## Vos tâches
#1 D'après le passage sur la banalité du mal, en quelle année s'est tenu à Jérusalem le procès dont Hannah Arendt a assuré la couverture journalistique ?
#2 Reproduisez fidèlement le passage sur la banalité du mal, de « Par définition, le » jusqu'à « servira à crucifier. » inclus.

Par définition, le clou est une petite pièce de métal, rigide et pointue, pourvue d’une tête et un sert à fixer ou à décorer. Difficile de mieux définir ceux qui portent atteinte à l’intégrité, cette part d’humanité en soi qui a foi en l’humanité malgré elle. Une part d’humanité qui a quelque chose de plus qu’humain, un surcroît qui divinise comme la miséricorde ou la grâce. Dans sa couverture journalistique du procès d’un officier nazi en 1961 à Jérusalem, la philosophe Hannah Arendt fait scandale. Plutôt que le monstre absolument inhumain que représente l’officier Adolf Eichmann, elle décrit plutôt un petit fonctionnaire terne, sans envergure et sans génie particulier. Ainsi, la banalité du mal naquit, fort éloignée de la perversité surdouée du serpent ou de l’horreur pétrifiante du Léviathan. Un petit clou, qui ressemble à tant d’autres, qui servira à crucifier.

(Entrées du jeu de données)
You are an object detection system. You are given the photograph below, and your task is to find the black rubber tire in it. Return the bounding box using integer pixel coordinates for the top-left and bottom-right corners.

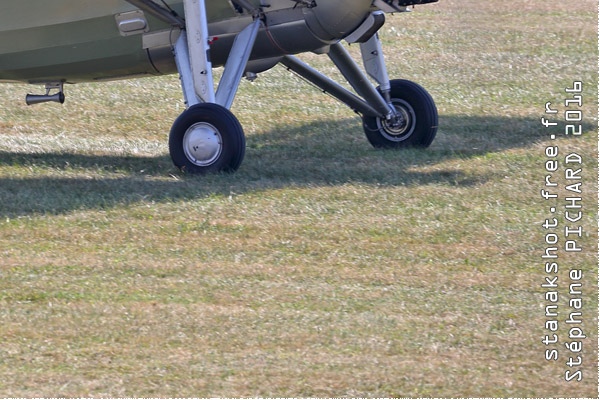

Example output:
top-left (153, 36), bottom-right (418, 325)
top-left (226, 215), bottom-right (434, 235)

top-left (169, 103), bottom-right (246, 174)
top-left (363, 79), bottom-right (438, 149)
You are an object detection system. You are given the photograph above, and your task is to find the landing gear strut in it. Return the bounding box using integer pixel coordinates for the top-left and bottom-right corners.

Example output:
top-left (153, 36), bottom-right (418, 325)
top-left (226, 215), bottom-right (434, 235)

top-left (166, 0), bottom-right (438, 173)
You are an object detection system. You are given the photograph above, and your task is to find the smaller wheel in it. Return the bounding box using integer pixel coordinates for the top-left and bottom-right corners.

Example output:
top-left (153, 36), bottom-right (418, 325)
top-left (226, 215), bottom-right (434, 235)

top-left (363, 79), bottom-right (438, 149)
top-left (169, 103), bottom-right (246, 174)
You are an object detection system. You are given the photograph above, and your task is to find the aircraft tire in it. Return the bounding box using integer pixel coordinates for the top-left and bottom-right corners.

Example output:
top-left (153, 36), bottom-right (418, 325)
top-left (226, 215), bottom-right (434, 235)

top-left (363, 79), bottom-right (438, 149)
top-left (169, 103), bottom-right (246, 174)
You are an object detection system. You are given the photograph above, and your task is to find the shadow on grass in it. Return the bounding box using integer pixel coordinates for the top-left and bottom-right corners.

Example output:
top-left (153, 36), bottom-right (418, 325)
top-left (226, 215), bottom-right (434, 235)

top-left (0, 116), bottom-right (592, 217)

## Réponses aux tâches
#1 Le procès s'est tenu en 1961.

#2
Par définition, le clou est une petite pièce de métal, rigide et pointue, pourvue d’une tête et un sert à fixer ou à décorer. Difficile de mieux définir ceux qui portent atteinte à l’intégrité, cette part d’humanité en soi qui a foi en l’humanité malgré elle. Une part d’humanité qui a quelque chose de plus qu’humain, un surcroît qui divinise comme la miséricorde ou la grâce. Dans sa couverture journalistique du procès d’un officier nazi en 1961 à Jérusalem, la philosophe Hannah Arendt fait scandale. Plutôt que le monstre absolument inhumain que représente l’officier Adolf Eichmann, elle décrit plutôt un petit fonctionnaire terne, sans envergure et sans génie particulier. Ainsi, la banalité du mal naquit, fort éloignée de la perversité surdouée du serpent ou de l’horreur pétrifiante du Léviathan. Un petit clou, qui ressemble à tant d’autres, qui servira à crucifier.